The request:
Rewrite every line of the data below, changing "section" to "part" wherever it appears and keeping everything else the same. Leave out the pictures.

──────── Entries shown ────────

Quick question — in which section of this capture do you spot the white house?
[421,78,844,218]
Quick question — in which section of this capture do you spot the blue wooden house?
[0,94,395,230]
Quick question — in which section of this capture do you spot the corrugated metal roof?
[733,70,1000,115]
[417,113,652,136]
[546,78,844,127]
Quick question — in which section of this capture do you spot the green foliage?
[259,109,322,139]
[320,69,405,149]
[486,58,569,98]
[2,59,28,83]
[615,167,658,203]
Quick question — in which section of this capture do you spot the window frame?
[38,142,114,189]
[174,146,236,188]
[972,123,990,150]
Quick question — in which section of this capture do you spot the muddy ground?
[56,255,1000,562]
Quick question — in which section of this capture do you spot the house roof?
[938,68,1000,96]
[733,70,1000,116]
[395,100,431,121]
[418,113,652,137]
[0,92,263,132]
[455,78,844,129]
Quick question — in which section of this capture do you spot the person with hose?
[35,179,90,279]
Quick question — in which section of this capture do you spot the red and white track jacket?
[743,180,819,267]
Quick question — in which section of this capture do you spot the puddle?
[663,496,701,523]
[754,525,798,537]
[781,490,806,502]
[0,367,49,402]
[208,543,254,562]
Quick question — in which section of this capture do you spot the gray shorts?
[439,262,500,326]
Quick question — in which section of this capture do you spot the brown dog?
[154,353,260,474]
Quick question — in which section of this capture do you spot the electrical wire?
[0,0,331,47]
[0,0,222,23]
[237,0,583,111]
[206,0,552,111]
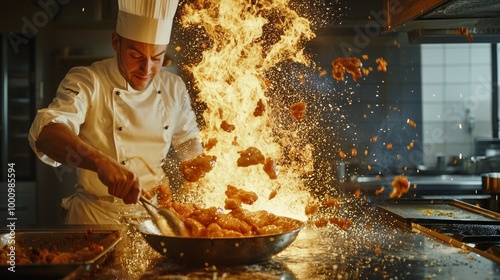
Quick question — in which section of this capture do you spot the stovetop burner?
[422,224,500,243]
[420,223,500,262]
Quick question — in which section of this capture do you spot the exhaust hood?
[384,0,500,43]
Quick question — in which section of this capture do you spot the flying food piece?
[332,57,361,81]
[179,154,217,182]
[290,101,306,121]
[236,147,265,167]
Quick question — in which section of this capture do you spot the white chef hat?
[116,0,179,45]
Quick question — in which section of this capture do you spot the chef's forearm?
[35,123,107,171]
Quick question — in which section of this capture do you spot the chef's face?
[113,32,167,90]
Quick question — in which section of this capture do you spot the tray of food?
[377,199,500,225]
[0,229,121,279]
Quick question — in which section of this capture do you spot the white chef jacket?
[29,58,199,224]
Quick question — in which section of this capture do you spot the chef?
[29,0,202,224]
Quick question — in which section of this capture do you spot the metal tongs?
[139,195,189,236]
[128,156,189,236]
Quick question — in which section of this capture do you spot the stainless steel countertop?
[88,209,500,280]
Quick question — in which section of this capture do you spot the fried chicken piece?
[184,218,207,237]
[179,154,217,182]
[258,225,283,235]
[236,147,265,167]
[375,57,387,72]
[225,185,259,205]
[290,101,306,121]
[322,194,340,208]
[375,186,385,195]
[207,223,224,237]
[267,188,279,200]
[188,206,219,226]
[156,185,172,208]
[224,198,241,210]
[332,57,361,81]
[215,214,252,235]
[314,218,328,228]
[172,201,200,220]
[305,204,319,216]
[253,99,266,117]
[204,138,219,151]
[389,175,410,198]
[263,157,278,180]
[220,121,236,132]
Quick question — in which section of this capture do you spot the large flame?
[176,0,315,219]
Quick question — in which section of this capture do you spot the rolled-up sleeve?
[172,76,200,147]
[28,67,96,166]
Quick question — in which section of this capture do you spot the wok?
[138,218,304,266]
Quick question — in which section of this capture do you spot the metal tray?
[0,230,121,279]
[377,199,500,226]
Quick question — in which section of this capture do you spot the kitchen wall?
[421,43,496,167]
[310,30,422,175]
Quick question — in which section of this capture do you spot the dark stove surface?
[422,224,500,243]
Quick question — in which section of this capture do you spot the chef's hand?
[97,159,141,204]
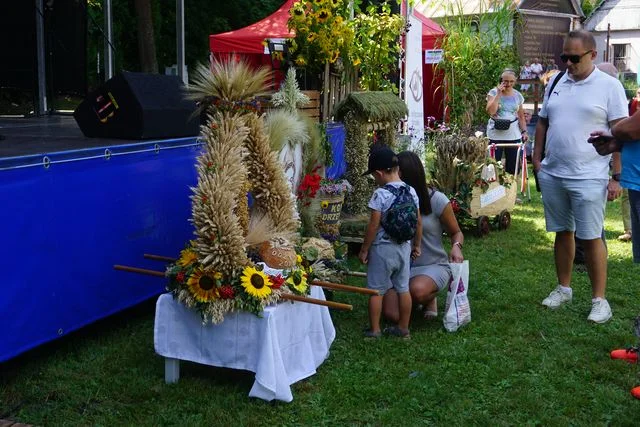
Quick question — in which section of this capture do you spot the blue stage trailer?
[0,138,202,362]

────────

Exercise answer:
Quick question — in which part of this capture do you spot the white house?
[421,78,844,218]
Quick question — in which part of this capture do you spot the blue wooden house?
[0,94,395,230]
Quick question — in which part of this capture do you spot the corrugated metal roof?
[733,70,1000,115]
[417,113,652,136]
[546,78,844,127]
Quick question — in which part of this capture do you spot the green foliage?
[259,109,322,139]
[320,69,405,149]
[486,58,569,98]
[2,59,28,83]
[615,167,658,203]
Quick question — in which part of this capture do you spot the window frame?
[38,142,114,189]
[174,146,236,188]
[972,123,990,150]
Quick question — in which part of this capture do you spot the muddy ground?
[56,255,1000,562]
Quick question — in which part of this capture do you spot the house roof?
[938,68,1000,96]
[733,70,1000,116]
[395,100,431,121]
[418,113,652,137]
[0,92,263,132]
[455,78,844,129]
Quick question — in which part of this capture do you spot the person with hose?
[35,179,90,279]
Quick question — in which part of this capture do you spot the red and white track jacket?
[743,180,819,267]
Quick question — in which part of this capture do you spot the puddle?
[663,496,701,523]
[754,525,798,537]
[781,490,806,502]
[0,367,49,402]
[208,543,254,562]
Quick question — in which part of this capture do you spot the gray shorts?
[439,262,500,326]
Quick question — in which part of this capture do you spot the brown dog?
[154,353,260,474]
Quick question — in which part of this capture do you spot the electrical wire?
[0,0,331,47]
[0,0,222,23]
[237,0,583,111]
[206,0,552,111]
Quick question — in which part of this capture do you spot the stovetop burner?
[422,224,500,243]
[420,223,500,262]
Quick question — in which part of this capture do you spot the exhaust hood?
[384,0,500,43]
Quick question — in which part of this capture do you spot the flying food piece?
[332,57,361,81]
[179,154,217,182]
[290,101,306,121]
[236,147,265,167]
Quick question — in which part of this capture do you spot the white chef hat?
[116,0,179,45]
Quick question — in which part of this capture do you spot the chef's forearm?
[35,123,107,171]
Quick question — in which part of this capture do you spot the chef's face?
[113,32,167,90]
Quick question — in which part of this capture do you spot the tray of food?
[377,199,500,225]
[0,229,121,279]
Quick question — in which part of this capture do you spot the white chef jacket?
[29,58,199,224]
Quick question — in which part of this capture do you spot the chef?
[29,0,202,224]
Quick question — in which part of this capture do you spot the metal tongs?
[139,195,189,236]
[128,156,189,236]
Quick question — in which part of this capture do you spot the stainless steel countertop?
[88,209,500,280]
Quick question — in which part of this capture do you spot the fried chicken piece?
[184,218,207,237]
[179,154,217,182]
[258,225,283,235]
[236,147,265,167]
[375,57,387,72]
[225,185,259,205]
[290,101,306,121]
[322,194,340,208]
[375,186,385,195]
[207,223,224,237]
[267,188,279,200]
[188,206,219,226]
[156,185,172,208]
[224,198,241,210]
[332,57,361,81]
[215,214,252,235]
[314,218,328,228]
[172,201,200,220]
[305,204,319,216]
[253,99,266,117]
[204,138,219,151]
[389,175,410,198]
[263,157,278,180]
[220,121,236,132]
Quick question — in which part of this capture do you spot the large flame?
[176,0,315,219]
Quick question — in which part of this capture do you spot the rolled-up sleeve?
[172,76,200,147]
[28,67,96,166]
Quick question — in which part of this capture do you spot the wok?
[138,218,304,266]
Quick question — in which part of this capture do you spot the metal tray?
[0,230,121,279]
[377,199,500,226]
Quick question — in which part of this capture do you spot the kitchen wall?
[421,43,496,167]
[310,30,422,175]
Quick question — in which part of this capture do you spot the dark stove surface?
[422,224,500,243]
Quick question — in which part of this capture do you spot the chef's hand?
[97,159,141,204]
Quick question — in which part of this capture do you spot the blue stage trailer?
[0,138,202,362]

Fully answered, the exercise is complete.